Task directions:
Could the data below be printed out exactly, with the pictures left out?

Segment Start: Provided data

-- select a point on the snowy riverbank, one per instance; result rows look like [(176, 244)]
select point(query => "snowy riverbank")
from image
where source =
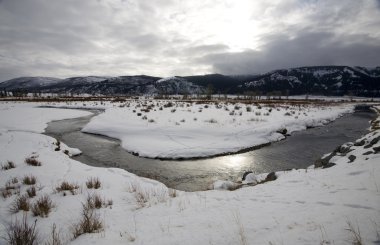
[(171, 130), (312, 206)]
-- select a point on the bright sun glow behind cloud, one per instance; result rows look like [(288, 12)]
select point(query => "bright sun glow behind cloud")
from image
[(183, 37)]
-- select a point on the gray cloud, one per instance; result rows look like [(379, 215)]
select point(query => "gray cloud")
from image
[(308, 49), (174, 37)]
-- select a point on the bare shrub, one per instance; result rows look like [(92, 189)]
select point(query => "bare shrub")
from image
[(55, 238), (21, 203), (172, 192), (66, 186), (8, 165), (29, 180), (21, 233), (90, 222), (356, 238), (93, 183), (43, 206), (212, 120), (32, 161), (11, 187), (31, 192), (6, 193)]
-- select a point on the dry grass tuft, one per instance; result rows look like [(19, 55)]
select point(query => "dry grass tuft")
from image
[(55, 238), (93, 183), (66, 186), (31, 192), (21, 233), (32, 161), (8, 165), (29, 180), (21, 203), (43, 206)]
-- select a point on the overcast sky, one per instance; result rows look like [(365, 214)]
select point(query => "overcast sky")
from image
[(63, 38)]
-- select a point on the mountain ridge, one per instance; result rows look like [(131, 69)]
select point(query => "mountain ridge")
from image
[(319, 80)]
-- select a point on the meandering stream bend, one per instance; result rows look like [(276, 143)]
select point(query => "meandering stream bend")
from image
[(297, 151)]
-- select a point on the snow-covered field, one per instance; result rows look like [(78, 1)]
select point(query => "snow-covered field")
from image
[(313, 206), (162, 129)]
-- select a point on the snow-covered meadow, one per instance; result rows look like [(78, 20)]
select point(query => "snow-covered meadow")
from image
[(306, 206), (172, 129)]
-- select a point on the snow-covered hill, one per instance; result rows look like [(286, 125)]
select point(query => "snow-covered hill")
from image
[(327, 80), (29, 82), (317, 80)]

Segment End: Provided data

Reply:
-- select a point on the snowy riverbank, one per instance; result rows look like [(176, 244)]
select point(query => "snowy riverbank")
from image
where source =
[(171, 130), (312, 206)]
-- select a point on the bright sun glow behind cloud, one per instance; result rows look like [(288, 12)]
select point(query => "bright sun glow behind cloud")
from image
[(183, 37)]
-- select a point on the gray cloud, one per instance; result rows look like [(379, 215)]
select point(query => "gray cloud")
from image
[(308, 49), (174, 37)]
-- select a point on the bare shrub, one per instance; result rows look like [(92, 189)]
select point(query => "bare shrub")
from image
[(55, 238), (21, 203), (172, 192), (66, 186), (8, 165), (29, 180), (21, 233), (90, 222), (356, 238), (93, 183), (43, 206), (212, 120), (32, 161), (11, 187), (31, 192), (6, 193)]
-- select a point on the dry grass tuft, one per instance; result rows look like [(19, 55)]
select point(query => "dry grass tuft")
from image
[(55, 238), (93, 183), (66, 186), (31, 192), (21, 233), (32, 161), (8, 165), (29, 180), (21, 203), (43, 206)]
-- select a point on the overcast sky, one per instance; result rows look like [(365, 214)]
select point(query => "overcast sky")
from image
[(63, 38)]
-- select a point on the mountain ridge, one per instance; result rows look like [(131, 69)]
select point(query => "mountain ridge")
from image
[(319, 80)]
-- select a point on the meandering stream bend, one per instance; result rows look like [(276, 143)]
select point(query => "meandering stream bend")
from image
[(297, 151)]
-- select a point on the snow-covered field, one per instance; result rows look like [(78, 1)]
select point(query => "snow-covered field")
from image
[(313, 206), (162, 129)]
-- select a point on the snow-covered meadow, one per instance; result rows look like [(78, 20)]
select point(query => "snow-covered meadow")
from image
[(306, 206), (172, 129)]
-- select a point on the snow-covered hill, one per instance; result rows look like [(286, 125)]
select point(query => "snow-covered hill")
from image
[(327, 80), (29, 82), (317, 80)]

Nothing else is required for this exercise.